WORK REQUEST: Pictures stay out of the copy. Transcribe exactly, and only, the line with "# point at: yellow" through the last line of the entries below.

Natural language region descriptions:
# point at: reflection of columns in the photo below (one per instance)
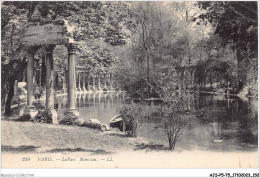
(64, 85)
(15, 97)
(84, 80)
(111, 86)
(99, 88)
(72, 80)
(50, 78)
(94, 87)
(30, 70)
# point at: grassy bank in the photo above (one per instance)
(35, 137)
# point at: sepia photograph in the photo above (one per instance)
(129, 84)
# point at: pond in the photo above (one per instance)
(229, 123)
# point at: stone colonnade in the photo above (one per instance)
(49, 103)
(98, 81)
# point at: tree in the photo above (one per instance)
(93, 20)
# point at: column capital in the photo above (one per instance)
(72, 47)
(49, 48)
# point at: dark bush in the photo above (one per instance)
(43, 117)
(69, 120)
(24, 118)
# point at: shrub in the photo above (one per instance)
(43, 117)
(175, 113)
(69, 119)
(131, 114)
(24, 118)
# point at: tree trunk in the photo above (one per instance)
(241, 68)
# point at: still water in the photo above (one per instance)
(229, 123)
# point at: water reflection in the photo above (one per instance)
(229, 123)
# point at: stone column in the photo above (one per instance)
(79, 87)
(94, 87)
(72, 80)
(88, 83)
(99, 88)
(30, 109)
(84, 80)
(64, 84)
(50, 79)
(105, 81)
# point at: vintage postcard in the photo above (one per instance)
(142, 84)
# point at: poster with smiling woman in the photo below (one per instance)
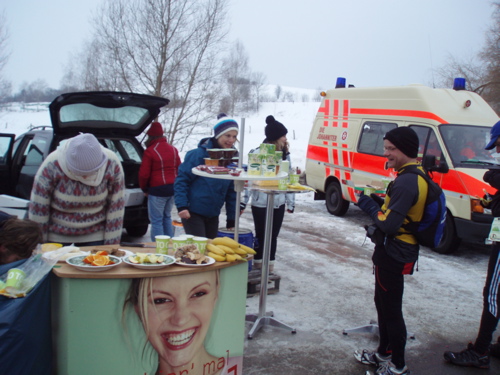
(191, 324)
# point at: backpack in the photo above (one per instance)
(429, 231)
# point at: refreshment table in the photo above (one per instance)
(95, 332)
(267, 318)
(262, 318)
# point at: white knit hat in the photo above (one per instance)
(84, 154)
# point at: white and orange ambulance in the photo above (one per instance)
(345, 150)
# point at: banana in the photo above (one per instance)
(298, 186)
(238, 257)
(226, 249)
(217, 257)
(249, 250)
(226, 241)
(215, 249)
(240, 251)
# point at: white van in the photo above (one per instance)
(345, 151)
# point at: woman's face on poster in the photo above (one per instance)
(179, 312)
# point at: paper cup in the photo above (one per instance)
(369, 190)
(162, 243)
(386, 182)
(200, 243)
(188, 237)
(178, 242)
(282, 184)
(15, 278)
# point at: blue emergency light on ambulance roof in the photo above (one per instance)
(340, 83)
(459, 84)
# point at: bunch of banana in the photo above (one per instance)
(298, 186)
(225, 249)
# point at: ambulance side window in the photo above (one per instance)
(372, 137)
(428, 143)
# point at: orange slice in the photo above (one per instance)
(100, 260)
(102, 252)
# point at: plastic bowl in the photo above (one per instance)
(215, 153)
(212, 162)
(228, 153)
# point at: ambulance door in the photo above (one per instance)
(368, 163)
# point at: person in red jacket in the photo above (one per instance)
(157, 174)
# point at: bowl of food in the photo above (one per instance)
(236, 172)
(210, 161)
(215, 153)
(228, 153)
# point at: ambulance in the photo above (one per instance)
(345, 150)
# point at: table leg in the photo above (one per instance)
(264, 318)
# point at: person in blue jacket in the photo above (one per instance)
(198, 199)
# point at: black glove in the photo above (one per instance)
(375, 234)
(368, 205)
(377, 199)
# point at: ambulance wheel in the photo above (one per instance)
(450, 241)
(335, 204)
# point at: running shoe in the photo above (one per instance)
(371, 358)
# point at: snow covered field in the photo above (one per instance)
(326, 277)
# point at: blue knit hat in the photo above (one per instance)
(224, 124)
(494, 134)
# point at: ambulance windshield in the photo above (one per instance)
(466, 143)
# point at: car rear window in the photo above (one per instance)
(98, 117)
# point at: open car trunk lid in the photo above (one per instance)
(104, 112)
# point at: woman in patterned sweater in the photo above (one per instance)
(78, 194)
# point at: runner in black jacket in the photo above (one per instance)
(478, 354)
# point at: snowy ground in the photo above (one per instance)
(326, 278)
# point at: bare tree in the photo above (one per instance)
(258, 82)
(166, 48)
(482, 75)
(236, 76)
(5, 86)
(491, 57)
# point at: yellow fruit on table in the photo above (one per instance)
(240, 251)
(215, 249)
(238, 257)
(226, 249)
(226, 241)
(249, 250)
(217, 257)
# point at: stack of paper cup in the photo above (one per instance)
(162, 243)
(200, 243)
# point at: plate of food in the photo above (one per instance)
(94, 262)
(121, 253)
(190, 256)
(63, 253)
(148, 261)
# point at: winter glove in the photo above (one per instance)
(377, 199)
(368, 205)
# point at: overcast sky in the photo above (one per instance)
(297, 43)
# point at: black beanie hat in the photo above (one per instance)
(405, 139)
(274, 129)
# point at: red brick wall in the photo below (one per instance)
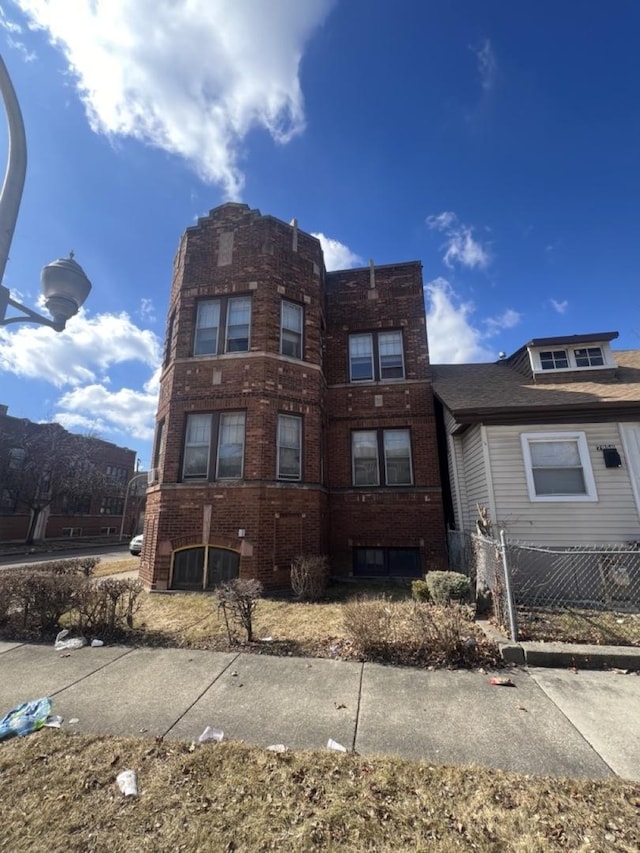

WRITTEN REPLY:
# point at: yellow fruit on table in the photo above (one per instance)
(240, 251)
(215, 249)
(238, 257)
(226, 249)
(226, 241)
(249, 250)
(217, 257)
# point at: stack of paper cup in the photo above (one per instance)
(162, 243)
(200, 243)
# point at: plate of food in the photo above (one per instance)
(94, 262)
(121, 253)
(190, 256)
(63, 253)
(148, 261)
# point at: winter glove in the photo above (one per instance)
(377, 199)
(368, 205)
# point at: overcast sky in the photo above (one per instance)
(297, 43)
# point at: black beanie hat in the photo above (one per instance)
(405, 139)
(274, 129)
# point at: red brick wall in the photo below (one per instance)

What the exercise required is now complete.